Collection entries:
━━━━━━━━━━━━━━━━━━━━

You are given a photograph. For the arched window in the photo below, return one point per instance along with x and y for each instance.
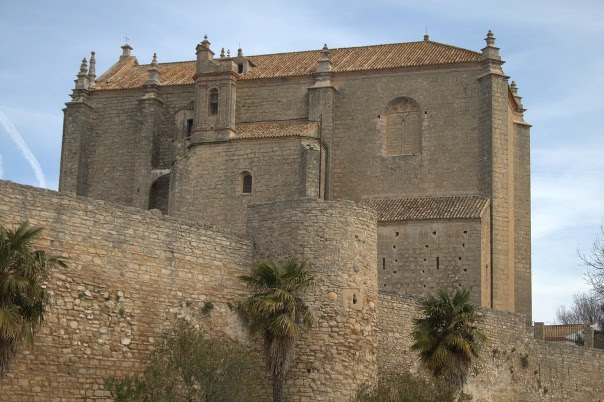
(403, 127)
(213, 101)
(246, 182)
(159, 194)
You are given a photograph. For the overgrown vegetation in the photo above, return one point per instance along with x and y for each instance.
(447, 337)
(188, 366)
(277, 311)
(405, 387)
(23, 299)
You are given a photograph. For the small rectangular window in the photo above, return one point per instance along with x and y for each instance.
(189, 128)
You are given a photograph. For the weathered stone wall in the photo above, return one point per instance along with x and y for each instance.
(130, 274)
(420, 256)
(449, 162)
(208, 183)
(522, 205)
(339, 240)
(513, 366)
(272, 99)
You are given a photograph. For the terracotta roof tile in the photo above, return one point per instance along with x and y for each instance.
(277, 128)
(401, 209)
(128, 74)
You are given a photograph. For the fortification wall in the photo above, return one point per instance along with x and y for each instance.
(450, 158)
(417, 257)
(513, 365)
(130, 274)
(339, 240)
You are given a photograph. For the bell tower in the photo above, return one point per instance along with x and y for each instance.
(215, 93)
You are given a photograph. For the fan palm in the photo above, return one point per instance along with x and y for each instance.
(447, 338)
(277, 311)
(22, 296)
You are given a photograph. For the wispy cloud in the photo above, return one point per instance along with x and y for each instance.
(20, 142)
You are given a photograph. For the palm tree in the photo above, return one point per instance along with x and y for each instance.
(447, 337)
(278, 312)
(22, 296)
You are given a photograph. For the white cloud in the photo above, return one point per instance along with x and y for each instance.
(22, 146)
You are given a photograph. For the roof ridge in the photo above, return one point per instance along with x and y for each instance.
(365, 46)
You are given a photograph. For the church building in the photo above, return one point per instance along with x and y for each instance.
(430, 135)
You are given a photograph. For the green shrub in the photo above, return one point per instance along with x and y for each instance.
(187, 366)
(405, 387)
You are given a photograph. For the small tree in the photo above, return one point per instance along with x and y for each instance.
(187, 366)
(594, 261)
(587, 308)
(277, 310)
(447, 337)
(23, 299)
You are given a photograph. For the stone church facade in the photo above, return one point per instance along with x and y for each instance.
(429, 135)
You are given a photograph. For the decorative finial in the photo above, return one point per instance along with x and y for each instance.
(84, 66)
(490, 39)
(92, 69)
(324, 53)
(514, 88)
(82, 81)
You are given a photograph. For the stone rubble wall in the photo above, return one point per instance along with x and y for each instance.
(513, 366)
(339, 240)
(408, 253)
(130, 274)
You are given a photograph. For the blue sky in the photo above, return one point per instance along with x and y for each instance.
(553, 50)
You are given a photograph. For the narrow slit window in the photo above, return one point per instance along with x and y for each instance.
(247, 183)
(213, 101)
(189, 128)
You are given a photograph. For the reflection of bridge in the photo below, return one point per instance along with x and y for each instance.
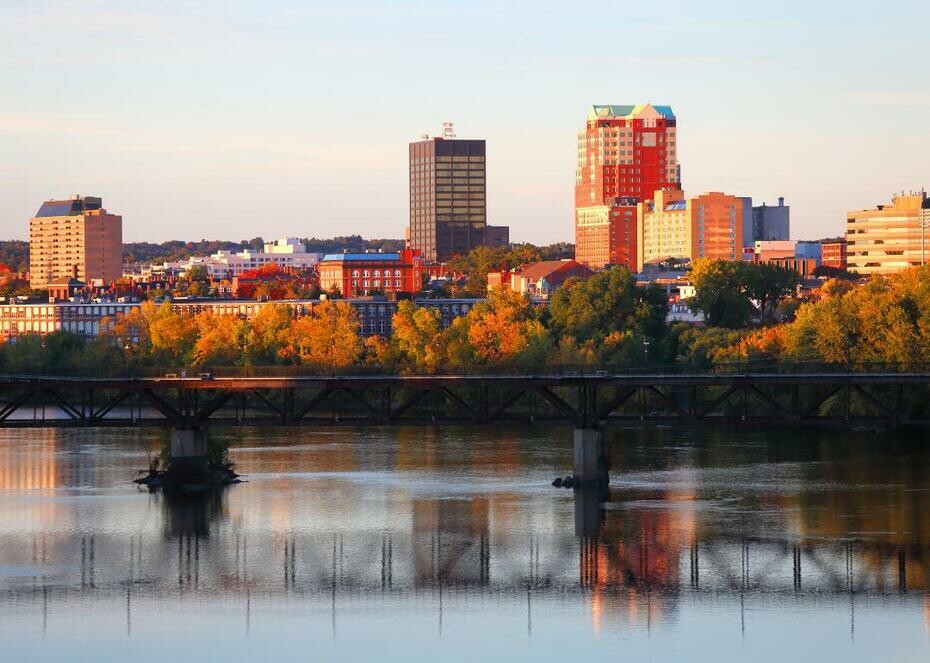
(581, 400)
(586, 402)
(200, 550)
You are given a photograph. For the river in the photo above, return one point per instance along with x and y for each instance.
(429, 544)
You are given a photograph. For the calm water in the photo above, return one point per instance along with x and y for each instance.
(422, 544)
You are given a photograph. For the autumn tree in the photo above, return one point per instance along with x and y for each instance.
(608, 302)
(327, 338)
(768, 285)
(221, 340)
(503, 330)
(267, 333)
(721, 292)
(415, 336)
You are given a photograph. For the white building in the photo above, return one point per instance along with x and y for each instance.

━━━━━━━━━━━━━━━━━━━━

The task: The records above should be reproduced exactly, with no pictures included.

Response:
You are given a photograph. For the arched window in the photo below, return one point per instance along with x and y for each instance.
(403, 127)
(213, 101)
(246, 182)
(159, 194)
You are given a photograph. For the overgrown vegetation in the photo above, return one point per instance along with x and y for each instance.
(447, 337)
(188, 366)
(277, 311)
(405, 387)
(23, 299)
You are given a photograph. For the small rectangular window in the photo above, return one point per instance along with x and y for each instance.
(189, 128)
You are given a photograph. For the weathered stone wall in the photo above, return one point per instance along with x and y for each instance.
(130, 274)
(420, 256)
(449, 162)
(208, 183)
(522, 205)
(339, 240)
(513, 366)
(272, 99)
You are given a photograph. For the terracotta roof tile in the photo above, return one point per instance along with x and y for each instance.
(277, 128)
(401, 209)
(128, 74)
You are given a photograph. For the fortification wall in the photo above, return one point per instance along with x and y for each instance.
(450, 158)
(417, 257)
(513, 365)
(130, 274)
(339, 240)
You are given a photograph. For the bell tower in the photo above, return one point per instance along with x and y for each instance.
(215, 93)
You are given a photograph. For the fan palm in the photo above, return one point per instance along with x and y for each instance.
(447, 338)
(277, 311)
(22, 296)
You are given a photograph. For the wispy cloud in the photo above, return one point per instance along with x and y for each instance.
(20, 142)
You are given a photograph. For the palm tree in the photo above, return one point per instance along with x and y for each instance.
(447, 337)
(278, 312)
(22, 296)
You are given a photograph. For the white cloud in the photo above, return one point per instance along with x and y for each instance.
(22, 146)
You are given a photograph. For the roof ridge in the photo above, return one point per instance along with x and y for each instance.
(365, 46)
You are given a photograph. For the church building in the photo above, return one point per instance along with x and y for each instance.
(430, 135)
You are given a photograph. For the green shrub in the photo above, return one point per instance along with x and y for each instance.
(187, 366)
(405, 387)
You are given a photograph. For the small tree in the photo above, return one point per instance along with x and y for each instance.
(187, 366)
(594, 261)
(587, 308)
(277, 310)
(447, 337)
(23, 299)
You are given a photograph. For the stone church facade in the photo above, return one point per instance along with x and y for each instance.
(429, 135)
You are given a photograph. For the decorative finial in the photo above, return one point per instance along with x and y for each instance.
(84, 66)
(490, 39)
(92, 69)
(324, 53)
(514, 88)
(82, 81)
You are given a photograph. For the stone rubble wall in the photo above, return one point per instance along with x and y for each instance.
(513, 366)
(339, 240)
(408, 253)
(130, 274)
You are given a photograph. For the blue sky in the photo above, return one point per instance along with x and y for each instance.
(553, 50)
You are given a photograph. For the narrow slit window in the photo above, return one point per instance along with x and y for each instance.
(247, 183)
(213, 101)
(189, 128)
You are given a photograph. For the reflection of bridge in the photo below, return one point per instance along with x and y for each instance.
(581, 400)
(586, 402)
(200, 550)
You are given a photograph. For the river in the photo above, return one point per instance along with x and y for each instance.
(429, 544)
You are given a photograph. For the calm water in the photo above, return one point per instance along with x and y for each instance.
(422, 544)
You are given a photograph. For the autumn tree in the photo above, return one point per instance along with x and y for each instance.
(608, 302)
(327, 338)
(768, 285)
(221, 340)
(503, 330)
(267, 333)
(721, 292)
(415, 336)
You are given a photograph. For the white building in the photo above, return one point per instance along with x and y for each instance.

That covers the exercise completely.